_Working data_
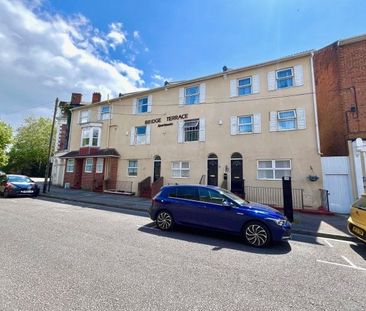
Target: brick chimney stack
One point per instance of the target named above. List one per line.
(75, 98)
(96, 98)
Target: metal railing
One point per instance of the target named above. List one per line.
(120, 186)
(324, 198)
(273, 196)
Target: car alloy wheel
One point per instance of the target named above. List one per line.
(164, 220)
(256, 234)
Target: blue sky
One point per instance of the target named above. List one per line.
(53, 48)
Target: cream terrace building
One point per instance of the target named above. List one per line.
(256, 123)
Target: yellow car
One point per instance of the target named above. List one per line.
(357, 220)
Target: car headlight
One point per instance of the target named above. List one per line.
(279, 222)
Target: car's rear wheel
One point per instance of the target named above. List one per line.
(164, 220)
(256, 234)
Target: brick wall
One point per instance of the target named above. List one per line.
(340, 78)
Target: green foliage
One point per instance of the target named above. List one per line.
(29, 153)
(6, 134)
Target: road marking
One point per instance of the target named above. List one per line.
(349, 261)
(326, 241)
(342, 265)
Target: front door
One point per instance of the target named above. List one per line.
(212, 172)
(237, 183)
(157, 168)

_Do this_
Copy out the records above in full, exactly as written, but not the pictures.

_Output for this task_
Target: brick chimney stack
One point per instance of the target named above. List one per line.
(75, 98)
(96, 98)
Target: metal railing
One point per instance of the target named above. List one per line.
(120, 186)
(324, 198)
(273, 196)
Target: car alloy wheel
One point per instance of the target named above. List one per line.
(164, 220)
(256, 234)
Target: blue sky
One point per instance of the target named above. List one per line.
(53, 48)
Target: cream terrace building
One point per instance of the target named above. List one per line.
(256, 123)
Target: yellow car
One point per instance of the target named above. List one per line.
(357, 220)
Target: car headlight
One point per instance of the target named above. List one per line.
(279, 222)
Target: car's rear wheel
One point per instance of the target named above. List one per line.
(164, 220)
(256, 234)
Target: brick wall
One point per instance of the target named above. List one per line.
(340, 78)
Target: green foliage
One point per instance of the target named above. List one per line.
(29, 153)
(6, 134)
Target: road marking
One point per instance of the target named above. List one per line.
(349, 261)
(326, 241)
(342, 265)
Target: front door
One point per instance of the target named above. List one per line.
(212, 172)
(237, 183)
(157, 168)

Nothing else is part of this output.